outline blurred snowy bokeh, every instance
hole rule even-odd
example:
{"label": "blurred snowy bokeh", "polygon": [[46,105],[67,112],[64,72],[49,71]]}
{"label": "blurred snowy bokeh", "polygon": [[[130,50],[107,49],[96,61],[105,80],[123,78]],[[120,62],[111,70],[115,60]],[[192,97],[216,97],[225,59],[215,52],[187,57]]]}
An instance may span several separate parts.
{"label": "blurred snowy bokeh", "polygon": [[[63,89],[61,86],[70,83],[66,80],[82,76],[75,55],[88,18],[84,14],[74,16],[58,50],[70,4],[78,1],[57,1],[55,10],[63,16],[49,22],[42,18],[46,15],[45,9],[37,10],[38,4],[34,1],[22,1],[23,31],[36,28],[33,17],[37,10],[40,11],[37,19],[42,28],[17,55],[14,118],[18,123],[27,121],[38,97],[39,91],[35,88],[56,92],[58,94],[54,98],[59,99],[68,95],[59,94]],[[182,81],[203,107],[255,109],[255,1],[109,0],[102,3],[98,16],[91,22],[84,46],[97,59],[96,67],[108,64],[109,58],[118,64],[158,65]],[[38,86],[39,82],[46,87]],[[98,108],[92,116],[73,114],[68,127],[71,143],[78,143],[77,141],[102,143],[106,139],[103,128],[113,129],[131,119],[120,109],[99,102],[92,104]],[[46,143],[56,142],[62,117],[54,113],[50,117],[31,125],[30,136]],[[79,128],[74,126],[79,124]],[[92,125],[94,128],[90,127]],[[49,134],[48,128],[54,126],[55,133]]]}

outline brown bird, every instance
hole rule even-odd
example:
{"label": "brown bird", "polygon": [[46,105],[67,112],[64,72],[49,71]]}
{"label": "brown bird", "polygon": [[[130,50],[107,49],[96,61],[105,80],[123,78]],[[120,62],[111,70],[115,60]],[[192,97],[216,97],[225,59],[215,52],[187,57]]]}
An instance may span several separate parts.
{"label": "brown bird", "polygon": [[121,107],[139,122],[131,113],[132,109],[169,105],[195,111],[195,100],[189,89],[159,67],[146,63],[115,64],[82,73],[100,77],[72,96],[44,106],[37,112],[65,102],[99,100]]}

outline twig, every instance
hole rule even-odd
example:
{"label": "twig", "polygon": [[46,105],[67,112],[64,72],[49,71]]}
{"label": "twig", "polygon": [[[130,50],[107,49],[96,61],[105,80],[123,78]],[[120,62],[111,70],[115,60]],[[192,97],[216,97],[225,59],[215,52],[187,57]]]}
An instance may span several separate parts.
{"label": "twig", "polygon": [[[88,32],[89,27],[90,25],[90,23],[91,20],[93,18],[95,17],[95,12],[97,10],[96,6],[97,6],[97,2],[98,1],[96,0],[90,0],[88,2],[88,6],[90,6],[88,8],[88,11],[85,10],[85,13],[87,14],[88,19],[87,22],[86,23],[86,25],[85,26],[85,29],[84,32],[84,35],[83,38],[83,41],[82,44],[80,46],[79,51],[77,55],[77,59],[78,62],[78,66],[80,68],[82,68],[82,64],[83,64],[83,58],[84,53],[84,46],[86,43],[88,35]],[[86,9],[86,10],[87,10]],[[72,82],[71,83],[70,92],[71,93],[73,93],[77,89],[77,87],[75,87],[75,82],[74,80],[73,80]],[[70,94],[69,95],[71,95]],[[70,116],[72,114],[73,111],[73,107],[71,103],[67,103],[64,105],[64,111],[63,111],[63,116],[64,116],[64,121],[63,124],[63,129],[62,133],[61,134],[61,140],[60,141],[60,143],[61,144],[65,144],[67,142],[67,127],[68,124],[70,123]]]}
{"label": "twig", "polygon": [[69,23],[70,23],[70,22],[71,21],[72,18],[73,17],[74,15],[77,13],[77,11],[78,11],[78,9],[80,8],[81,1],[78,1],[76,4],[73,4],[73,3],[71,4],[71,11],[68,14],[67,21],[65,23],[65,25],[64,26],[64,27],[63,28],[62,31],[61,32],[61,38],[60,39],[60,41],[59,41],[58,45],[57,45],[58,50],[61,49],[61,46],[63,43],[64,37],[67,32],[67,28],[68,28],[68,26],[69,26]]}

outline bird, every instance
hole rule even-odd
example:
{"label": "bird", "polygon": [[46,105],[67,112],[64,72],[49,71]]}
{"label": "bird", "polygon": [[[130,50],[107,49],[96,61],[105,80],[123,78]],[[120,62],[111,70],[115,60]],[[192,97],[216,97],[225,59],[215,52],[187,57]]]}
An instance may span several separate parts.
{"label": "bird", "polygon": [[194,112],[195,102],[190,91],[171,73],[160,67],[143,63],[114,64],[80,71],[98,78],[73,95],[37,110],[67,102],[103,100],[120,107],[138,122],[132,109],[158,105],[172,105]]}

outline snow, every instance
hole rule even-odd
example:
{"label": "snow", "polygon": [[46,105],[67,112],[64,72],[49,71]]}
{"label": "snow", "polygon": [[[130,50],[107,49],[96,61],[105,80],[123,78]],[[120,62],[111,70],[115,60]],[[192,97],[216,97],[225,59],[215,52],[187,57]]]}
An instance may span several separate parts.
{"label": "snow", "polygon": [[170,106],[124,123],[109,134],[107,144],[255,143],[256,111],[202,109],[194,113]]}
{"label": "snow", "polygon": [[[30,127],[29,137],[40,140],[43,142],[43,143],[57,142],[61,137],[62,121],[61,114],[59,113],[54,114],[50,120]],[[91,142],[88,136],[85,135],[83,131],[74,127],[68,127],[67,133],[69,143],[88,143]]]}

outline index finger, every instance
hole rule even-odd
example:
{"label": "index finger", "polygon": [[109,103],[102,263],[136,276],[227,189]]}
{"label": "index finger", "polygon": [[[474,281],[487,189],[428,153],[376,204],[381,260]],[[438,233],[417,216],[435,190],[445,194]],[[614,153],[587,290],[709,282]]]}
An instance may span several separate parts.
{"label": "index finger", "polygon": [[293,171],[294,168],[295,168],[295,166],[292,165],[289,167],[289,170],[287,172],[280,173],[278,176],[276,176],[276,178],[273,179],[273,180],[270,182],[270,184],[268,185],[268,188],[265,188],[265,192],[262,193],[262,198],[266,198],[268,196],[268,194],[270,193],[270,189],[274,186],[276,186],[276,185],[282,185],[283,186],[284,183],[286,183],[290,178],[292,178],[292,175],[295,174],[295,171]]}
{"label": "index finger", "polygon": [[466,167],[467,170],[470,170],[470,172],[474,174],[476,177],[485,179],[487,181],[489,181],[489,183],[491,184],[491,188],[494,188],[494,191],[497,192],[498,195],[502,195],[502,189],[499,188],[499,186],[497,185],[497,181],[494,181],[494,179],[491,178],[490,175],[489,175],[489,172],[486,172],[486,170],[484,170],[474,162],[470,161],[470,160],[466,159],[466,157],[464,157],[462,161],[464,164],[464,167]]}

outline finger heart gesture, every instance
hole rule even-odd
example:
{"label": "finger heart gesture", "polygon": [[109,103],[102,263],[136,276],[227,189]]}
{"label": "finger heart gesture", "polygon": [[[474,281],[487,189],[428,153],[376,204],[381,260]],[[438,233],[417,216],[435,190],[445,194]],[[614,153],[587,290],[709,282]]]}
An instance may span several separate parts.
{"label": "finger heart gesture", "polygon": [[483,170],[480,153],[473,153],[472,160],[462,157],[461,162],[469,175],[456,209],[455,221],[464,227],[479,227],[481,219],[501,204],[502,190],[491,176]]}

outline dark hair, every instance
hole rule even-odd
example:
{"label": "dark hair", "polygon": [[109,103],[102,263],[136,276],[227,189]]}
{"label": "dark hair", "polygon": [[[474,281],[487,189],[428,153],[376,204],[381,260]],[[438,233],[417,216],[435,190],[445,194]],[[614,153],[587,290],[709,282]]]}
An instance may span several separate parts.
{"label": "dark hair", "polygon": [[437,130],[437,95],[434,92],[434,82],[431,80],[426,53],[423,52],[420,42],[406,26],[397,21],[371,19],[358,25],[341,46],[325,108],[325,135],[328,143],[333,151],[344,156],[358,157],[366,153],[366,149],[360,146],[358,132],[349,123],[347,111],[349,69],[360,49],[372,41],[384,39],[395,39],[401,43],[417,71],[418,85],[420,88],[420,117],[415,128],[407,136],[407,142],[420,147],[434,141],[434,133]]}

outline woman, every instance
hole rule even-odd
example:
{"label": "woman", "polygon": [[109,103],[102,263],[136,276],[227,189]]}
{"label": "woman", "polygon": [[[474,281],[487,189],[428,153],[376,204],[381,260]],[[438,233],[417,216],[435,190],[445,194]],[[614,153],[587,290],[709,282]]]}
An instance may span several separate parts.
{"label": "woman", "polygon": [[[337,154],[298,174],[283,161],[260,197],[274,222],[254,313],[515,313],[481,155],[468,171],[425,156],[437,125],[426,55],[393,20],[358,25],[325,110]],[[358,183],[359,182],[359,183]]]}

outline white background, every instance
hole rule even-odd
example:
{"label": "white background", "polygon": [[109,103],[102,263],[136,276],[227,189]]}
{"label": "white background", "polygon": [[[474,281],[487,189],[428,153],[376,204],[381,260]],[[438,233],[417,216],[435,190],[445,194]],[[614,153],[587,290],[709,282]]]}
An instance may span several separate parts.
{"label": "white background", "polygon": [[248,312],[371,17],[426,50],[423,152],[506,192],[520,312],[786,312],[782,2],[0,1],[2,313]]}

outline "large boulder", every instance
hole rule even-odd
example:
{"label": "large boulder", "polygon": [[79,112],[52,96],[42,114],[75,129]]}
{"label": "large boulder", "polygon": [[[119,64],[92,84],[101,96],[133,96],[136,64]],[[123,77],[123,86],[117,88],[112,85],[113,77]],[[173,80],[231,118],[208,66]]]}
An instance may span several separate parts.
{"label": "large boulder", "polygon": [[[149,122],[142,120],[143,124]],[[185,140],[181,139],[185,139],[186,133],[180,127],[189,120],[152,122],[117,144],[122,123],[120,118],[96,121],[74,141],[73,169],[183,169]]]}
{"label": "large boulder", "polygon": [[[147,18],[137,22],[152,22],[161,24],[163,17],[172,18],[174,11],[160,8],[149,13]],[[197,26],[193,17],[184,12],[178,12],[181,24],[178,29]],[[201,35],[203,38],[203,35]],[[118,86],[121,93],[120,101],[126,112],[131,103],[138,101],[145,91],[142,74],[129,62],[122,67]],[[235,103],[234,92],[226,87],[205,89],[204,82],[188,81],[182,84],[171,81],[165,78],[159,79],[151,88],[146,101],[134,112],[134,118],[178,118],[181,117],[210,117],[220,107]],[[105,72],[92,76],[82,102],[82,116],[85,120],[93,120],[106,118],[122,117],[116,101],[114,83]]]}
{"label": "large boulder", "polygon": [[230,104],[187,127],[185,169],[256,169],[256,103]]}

------------------------------------------------------------------------

What the exercise asks: Gather every line above that contains the string "boulder", matching case exactly.

Response to this task:
outline "large boulder", every instance
{"label": "large boulder", "polygon": [[79,112],[52,96],[42,114],[75,129]]}
{"label": "large boulder", "polygon": [[[119,64],[92,84],[101,96],[133,96],[136,64]],[[123,77],[123,86],[117,88],[112,85],[113,77]],[[173,80],[231,118],[208,66]]]}
{"label": "large boulder", "polygon": [[[149,122],[142,120],[143,124]],[[185,140],[181,139],[185,139],[186,133],[180,127],[189,120],[152,122],[117,144],[122,123],[120,118],[96,121],[74,141],[73,169],[183,169]]]}
{"label": "large boulder", "polygon": [[[147,18],[137,22],[152,22],[161,24],[163,17],[172,18],[174,11],[160,8],[149,13]],[[197,26],[193,17],[184,12],[178,12],[181,24],[178,29]],[[201,35],[203,38],[203,35]],[[118,86],[121,93],[120,101],[126,112],[131,103],[138,101],[145,91],[142,74],[129,62],[122,67]],[[235,103],[234,92],[226,87],[205,89],[204,82],[188,81],[182,84],[171,81],[165,78],[159,79],[151,88],[146,101],[134,112],[134,118],[178,118],[181,117],[210,117],[220,107]],[[105,72],[92,76],[82,102],[82,116],[85,120],[93,120],[106,118],[122,117],[116,101],[114,83]]]}
{"label": "large boulder", "polygon": [[230,104],[187,127],[185,169],[256,169],[256,103]]}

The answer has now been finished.